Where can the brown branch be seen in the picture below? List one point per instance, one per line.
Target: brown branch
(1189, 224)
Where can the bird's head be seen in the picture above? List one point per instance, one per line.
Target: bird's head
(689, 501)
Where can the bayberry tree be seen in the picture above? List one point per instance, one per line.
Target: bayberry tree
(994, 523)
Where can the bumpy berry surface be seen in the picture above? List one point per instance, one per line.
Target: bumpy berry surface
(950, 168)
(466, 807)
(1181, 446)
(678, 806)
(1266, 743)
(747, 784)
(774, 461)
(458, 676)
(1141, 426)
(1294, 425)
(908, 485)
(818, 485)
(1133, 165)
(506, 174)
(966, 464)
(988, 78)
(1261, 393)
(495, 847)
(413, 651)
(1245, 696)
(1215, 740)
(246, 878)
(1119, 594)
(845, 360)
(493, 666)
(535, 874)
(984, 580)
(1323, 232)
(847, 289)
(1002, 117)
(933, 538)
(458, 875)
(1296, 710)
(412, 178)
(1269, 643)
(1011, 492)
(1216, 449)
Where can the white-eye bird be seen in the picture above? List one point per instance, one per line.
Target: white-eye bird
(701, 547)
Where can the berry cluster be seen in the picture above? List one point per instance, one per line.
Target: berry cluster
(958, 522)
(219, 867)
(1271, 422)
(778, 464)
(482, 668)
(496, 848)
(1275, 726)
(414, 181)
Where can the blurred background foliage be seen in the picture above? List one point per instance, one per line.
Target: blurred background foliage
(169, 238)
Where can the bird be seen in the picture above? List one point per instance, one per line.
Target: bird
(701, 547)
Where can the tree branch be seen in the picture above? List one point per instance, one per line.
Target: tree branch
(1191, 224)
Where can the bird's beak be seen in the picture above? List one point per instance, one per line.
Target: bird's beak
_ _ _ _ _
### Task statement
Which of the lines above hold the word "beak"? Copy each one.

### Response to the exercise
Where can the bird's beak be seen in the picture above? List one point per instance, one per line.
Target: bird's beak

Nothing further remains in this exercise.